## DATASET RECORDS

_ _ _

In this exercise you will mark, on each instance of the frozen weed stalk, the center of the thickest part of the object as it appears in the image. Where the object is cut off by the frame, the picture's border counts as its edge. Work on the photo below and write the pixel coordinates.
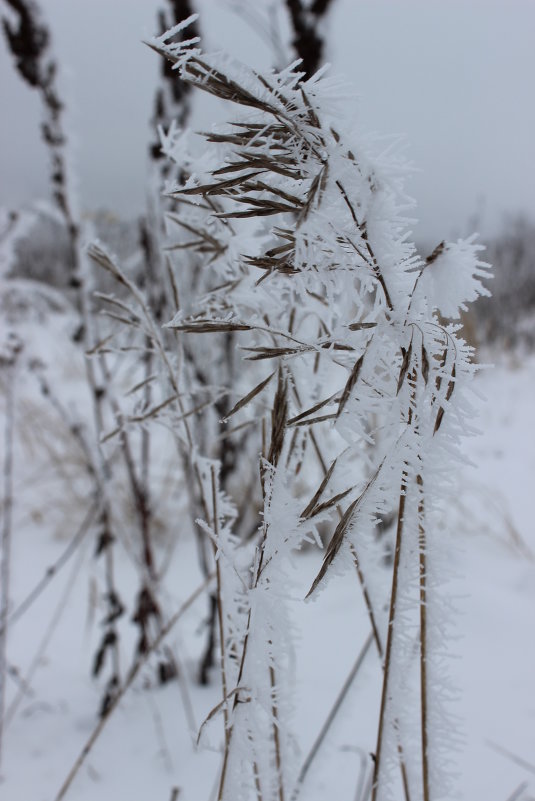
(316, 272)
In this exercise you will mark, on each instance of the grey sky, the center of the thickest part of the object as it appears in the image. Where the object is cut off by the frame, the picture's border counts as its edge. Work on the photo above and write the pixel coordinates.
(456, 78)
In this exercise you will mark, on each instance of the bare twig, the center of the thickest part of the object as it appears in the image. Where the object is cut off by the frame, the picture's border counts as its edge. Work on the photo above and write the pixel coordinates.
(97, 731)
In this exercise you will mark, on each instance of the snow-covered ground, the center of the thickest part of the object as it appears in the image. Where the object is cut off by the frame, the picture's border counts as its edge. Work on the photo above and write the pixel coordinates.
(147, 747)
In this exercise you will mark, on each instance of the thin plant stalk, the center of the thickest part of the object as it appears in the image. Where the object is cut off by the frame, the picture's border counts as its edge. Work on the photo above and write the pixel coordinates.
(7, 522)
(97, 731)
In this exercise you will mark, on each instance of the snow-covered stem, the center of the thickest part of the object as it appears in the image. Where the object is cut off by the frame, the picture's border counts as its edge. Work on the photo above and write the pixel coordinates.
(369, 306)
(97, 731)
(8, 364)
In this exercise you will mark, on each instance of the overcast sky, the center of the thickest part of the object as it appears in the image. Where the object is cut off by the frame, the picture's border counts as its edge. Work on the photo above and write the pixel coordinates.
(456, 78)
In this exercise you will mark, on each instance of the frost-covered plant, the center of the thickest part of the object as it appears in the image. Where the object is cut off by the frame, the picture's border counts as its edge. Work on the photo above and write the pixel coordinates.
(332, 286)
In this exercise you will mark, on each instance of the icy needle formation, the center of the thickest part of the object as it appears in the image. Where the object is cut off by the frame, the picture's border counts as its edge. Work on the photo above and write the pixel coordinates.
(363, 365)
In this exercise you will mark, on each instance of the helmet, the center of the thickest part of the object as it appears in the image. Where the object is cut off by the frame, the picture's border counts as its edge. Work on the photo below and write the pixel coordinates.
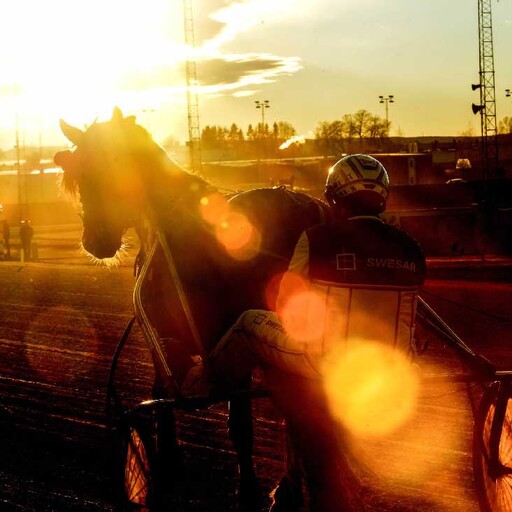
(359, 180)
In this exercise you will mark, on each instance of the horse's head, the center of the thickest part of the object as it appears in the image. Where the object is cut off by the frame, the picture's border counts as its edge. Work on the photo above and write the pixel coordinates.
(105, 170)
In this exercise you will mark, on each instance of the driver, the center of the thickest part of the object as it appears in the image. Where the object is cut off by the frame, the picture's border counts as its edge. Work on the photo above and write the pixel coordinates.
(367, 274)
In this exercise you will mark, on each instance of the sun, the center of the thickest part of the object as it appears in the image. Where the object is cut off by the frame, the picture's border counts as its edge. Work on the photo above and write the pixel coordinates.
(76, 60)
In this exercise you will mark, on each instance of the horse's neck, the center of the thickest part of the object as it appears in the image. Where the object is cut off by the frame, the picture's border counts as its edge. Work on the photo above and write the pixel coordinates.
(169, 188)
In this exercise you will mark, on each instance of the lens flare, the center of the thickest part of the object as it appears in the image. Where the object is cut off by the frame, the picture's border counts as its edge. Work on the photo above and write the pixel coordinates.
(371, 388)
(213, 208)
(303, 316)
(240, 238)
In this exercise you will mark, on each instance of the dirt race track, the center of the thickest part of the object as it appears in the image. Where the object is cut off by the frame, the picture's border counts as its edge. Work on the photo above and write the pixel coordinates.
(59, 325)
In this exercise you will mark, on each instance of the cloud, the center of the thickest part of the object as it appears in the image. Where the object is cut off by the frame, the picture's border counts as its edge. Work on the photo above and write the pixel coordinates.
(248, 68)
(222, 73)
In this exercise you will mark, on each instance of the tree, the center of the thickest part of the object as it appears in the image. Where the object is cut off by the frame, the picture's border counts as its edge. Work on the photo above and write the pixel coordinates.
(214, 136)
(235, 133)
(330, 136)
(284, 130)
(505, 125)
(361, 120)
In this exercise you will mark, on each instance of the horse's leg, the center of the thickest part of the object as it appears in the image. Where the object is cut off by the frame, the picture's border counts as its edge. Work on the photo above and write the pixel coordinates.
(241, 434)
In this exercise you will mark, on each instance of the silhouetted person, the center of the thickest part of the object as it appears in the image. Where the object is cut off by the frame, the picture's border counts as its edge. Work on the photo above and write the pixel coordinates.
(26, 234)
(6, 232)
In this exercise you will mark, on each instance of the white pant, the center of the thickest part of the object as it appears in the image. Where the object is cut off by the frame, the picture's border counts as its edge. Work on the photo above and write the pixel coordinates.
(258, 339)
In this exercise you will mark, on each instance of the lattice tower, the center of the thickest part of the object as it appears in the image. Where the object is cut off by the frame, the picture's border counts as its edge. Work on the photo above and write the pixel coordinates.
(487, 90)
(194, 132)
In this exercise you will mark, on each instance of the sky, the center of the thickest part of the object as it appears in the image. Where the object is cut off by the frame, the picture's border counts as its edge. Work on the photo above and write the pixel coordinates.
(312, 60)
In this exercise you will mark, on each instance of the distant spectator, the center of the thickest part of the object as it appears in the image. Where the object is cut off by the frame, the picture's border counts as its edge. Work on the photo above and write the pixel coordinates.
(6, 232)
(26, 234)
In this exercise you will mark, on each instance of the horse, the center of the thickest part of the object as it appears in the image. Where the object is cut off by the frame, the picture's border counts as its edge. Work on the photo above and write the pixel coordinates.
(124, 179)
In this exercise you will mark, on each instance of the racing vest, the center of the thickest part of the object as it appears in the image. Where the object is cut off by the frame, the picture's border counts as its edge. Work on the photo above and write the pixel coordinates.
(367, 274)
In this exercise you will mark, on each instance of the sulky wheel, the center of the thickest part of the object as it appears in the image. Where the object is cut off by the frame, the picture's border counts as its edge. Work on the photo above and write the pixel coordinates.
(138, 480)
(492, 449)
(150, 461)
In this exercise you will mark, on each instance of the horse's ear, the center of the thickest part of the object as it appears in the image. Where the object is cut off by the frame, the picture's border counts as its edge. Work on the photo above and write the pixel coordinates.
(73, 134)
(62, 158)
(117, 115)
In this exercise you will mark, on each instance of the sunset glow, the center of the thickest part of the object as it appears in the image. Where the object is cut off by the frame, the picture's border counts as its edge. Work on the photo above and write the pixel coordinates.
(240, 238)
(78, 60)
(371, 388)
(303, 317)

_ _ _

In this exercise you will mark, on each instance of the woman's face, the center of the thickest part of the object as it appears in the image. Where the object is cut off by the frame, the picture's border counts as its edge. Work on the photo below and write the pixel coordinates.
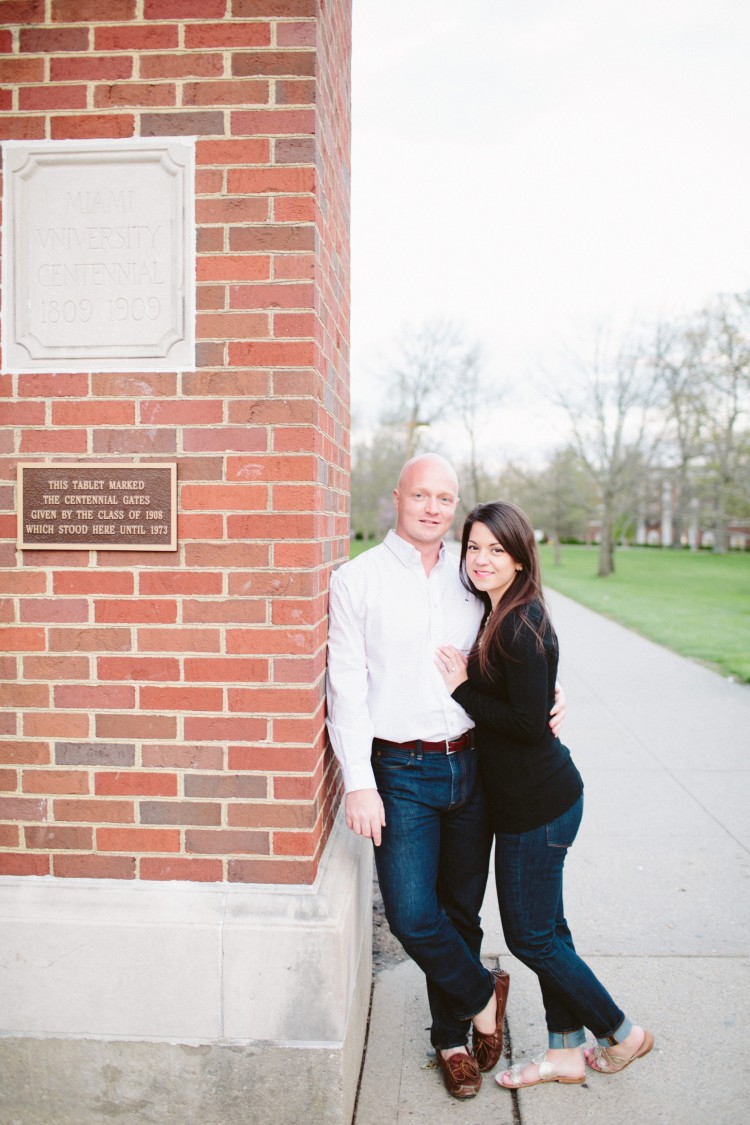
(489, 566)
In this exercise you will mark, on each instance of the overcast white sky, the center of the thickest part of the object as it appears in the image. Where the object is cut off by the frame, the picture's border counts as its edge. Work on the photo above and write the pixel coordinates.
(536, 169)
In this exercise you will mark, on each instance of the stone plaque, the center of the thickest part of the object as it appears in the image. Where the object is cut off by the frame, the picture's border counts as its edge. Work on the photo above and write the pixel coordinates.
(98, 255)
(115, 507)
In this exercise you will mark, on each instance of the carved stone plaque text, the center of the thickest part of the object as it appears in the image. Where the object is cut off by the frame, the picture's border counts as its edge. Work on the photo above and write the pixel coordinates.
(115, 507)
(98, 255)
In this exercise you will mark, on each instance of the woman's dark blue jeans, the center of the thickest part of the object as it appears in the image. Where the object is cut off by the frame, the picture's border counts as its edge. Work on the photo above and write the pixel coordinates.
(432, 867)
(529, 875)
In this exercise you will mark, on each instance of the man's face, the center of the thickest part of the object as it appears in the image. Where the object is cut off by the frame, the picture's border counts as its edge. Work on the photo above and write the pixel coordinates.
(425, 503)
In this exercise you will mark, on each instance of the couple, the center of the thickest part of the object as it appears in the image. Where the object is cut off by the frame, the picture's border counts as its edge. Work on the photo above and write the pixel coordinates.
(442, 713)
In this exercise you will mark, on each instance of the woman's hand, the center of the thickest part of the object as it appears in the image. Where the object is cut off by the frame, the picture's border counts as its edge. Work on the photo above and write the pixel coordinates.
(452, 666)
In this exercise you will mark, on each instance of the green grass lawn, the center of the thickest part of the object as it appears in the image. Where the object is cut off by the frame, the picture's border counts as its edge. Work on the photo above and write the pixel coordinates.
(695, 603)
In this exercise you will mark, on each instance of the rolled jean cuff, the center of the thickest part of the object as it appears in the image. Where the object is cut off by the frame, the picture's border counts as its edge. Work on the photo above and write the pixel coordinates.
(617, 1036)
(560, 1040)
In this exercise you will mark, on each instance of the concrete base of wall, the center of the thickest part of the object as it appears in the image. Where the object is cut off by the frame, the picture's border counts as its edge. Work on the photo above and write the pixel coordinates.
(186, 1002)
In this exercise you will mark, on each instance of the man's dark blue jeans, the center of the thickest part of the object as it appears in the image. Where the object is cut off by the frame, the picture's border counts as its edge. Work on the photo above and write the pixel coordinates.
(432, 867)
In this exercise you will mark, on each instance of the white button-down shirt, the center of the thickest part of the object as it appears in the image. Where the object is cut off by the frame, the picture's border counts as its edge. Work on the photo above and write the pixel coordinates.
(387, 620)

_ _ _

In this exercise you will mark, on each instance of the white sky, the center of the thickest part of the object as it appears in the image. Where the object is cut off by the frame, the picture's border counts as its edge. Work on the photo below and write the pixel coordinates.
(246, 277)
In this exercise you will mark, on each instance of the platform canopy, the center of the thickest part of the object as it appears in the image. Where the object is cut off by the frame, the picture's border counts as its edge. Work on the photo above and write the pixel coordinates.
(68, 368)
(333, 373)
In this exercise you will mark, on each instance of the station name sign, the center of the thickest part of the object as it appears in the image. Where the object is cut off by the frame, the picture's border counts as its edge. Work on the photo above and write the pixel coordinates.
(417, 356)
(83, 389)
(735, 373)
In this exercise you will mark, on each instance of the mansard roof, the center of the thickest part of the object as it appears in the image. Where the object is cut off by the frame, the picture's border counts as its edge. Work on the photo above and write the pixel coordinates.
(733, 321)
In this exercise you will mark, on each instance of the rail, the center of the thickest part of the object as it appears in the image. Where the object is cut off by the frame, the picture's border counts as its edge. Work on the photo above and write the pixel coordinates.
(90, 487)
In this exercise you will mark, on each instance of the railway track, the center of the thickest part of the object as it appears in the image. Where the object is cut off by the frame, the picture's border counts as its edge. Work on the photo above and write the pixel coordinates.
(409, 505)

_ _ _

## STATED PROBLEM
Please return every line in the records above that contains the word "tower", copied in full.

## RESPONSE
In this exercise you will mark, on each instance of the lattice tower, the center of the thickest part of the object as it appears in the image. Where the object is cut off by the frame, the picture's border counts as its edge. Work on the photo above and write the pixel coordinates.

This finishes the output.